Außerdem dürften Strukturreformen nicht länger aufgeschoben werden, insbesondere die Krankenhausreform. Die aktuelle Planung, Krankenhäuser pauschal mit 4 Milliarden Euro zu stützen bezeichnet der BRH als „verfehlt“. „Förderungen nach dem Gießkannenprinzip verzögern den Reformprozess“, heißt es in dem Bericht. Auch in der Notfall- und Akutversorgung könnten Reformen zu Einsparungen führen.

Sparen ließe sich laut Bericht auch bei den Arzneimittelausgaben. Insbesondere die Erstattungsbedingungen von innovativen und hochpreisigen Arzneimittel sollten in den Blick genommen und Arzneimittelpreise stärker an den patientenrelevanten Mehrwert gekoppelt werden.

Dabei sei Eile geboten. Mögliche Strategien erst im Frühjahr 2027 vorzustellen, bewertet der Bundesrechnungshof als kritisch. Ein entschlossenes und sofortiges Handeln sei nötig.

## AUFGABENLISTE
a - Nenne alle Bereiche, für die der Ausgangstext Reformen oder Einsparungen anführt.
b - Ändere den Ausgangstext ab „Dabei sei Eile“ bis einschließlich „Handeln sei nötig.“: Schreibe diesen Abschnitt neu und setze dabei „Herbst“ an die Stelle von „Frühjahr“.

## AUSGEWÄHLTE DATENSÄTZE
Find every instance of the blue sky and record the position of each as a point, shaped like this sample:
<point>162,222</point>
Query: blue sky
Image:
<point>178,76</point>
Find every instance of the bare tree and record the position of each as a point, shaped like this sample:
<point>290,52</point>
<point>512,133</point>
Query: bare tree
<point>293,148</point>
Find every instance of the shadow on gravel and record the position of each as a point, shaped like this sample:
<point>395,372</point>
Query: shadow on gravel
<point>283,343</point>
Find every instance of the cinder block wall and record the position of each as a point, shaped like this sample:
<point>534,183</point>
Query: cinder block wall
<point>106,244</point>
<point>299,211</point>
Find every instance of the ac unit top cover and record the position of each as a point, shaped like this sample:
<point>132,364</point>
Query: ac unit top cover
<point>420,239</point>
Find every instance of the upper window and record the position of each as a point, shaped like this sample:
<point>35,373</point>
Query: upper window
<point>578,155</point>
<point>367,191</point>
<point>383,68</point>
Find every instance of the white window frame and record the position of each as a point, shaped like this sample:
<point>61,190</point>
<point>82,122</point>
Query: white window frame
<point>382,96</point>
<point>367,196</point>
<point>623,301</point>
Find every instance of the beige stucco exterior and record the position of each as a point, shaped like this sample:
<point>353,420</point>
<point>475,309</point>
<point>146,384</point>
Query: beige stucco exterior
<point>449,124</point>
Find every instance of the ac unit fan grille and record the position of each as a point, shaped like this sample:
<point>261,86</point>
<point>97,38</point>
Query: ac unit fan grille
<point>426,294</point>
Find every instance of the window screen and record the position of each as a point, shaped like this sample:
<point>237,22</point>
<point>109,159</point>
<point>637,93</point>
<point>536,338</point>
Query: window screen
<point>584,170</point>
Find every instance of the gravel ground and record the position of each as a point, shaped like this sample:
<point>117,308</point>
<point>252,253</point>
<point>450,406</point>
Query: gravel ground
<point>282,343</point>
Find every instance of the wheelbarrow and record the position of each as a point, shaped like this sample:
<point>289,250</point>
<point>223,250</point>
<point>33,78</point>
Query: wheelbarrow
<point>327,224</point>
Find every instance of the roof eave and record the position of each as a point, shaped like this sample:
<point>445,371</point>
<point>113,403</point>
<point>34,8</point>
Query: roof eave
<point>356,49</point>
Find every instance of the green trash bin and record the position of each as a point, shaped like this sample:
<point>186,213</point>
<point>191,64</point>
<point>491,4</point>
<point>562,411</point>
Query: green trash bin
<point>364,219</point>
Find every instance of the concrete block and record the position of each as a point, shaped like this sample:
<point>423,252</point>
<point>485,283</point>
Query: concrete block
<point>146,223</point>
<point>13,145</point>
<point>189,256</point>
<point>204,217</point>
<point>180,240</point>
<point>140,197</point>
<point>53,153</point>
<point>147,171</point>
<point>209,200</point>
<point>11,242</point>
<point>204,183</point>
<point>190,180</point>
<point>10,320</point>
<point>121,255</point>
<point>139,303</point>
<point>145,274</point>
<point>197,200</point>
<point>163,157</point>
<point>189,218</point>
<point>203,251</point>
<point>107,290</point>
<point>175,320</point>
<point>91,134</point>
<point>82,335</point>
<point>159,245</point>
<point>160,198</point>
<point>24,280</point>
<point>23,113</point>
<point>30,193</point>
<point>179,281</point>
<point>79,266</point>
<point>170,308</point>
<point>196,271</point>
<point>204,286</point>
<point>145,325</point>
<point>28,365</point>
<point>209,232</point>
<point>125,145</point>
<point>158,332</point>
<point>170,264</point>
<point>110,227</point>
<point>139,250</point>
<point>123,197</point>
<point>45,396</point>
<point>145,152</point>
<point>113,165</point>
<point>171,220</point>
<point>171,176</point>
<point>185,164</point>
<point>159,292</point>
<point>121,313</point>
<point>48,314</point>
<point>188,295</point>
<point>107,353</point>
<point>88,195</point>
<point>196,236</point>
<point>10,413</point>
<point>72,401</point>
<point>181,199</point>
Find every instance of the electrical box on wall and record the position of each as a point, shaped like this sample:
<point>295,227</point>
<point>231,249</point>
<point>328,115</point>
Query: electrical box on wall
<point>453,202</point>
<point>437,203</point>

## LÖSUNGEN
a - Krankenhausreform, Notfall- und Akutversorgung, Arzneimittelausgaben

b -
Dabei sei Eile geboten. Mögliche Strategien erst im Herbst 2027 vorzustellen, bewertet der Bundesrechnungshof als kritisch. Ein entschlossenes und sofortiges Handeln sei nötig.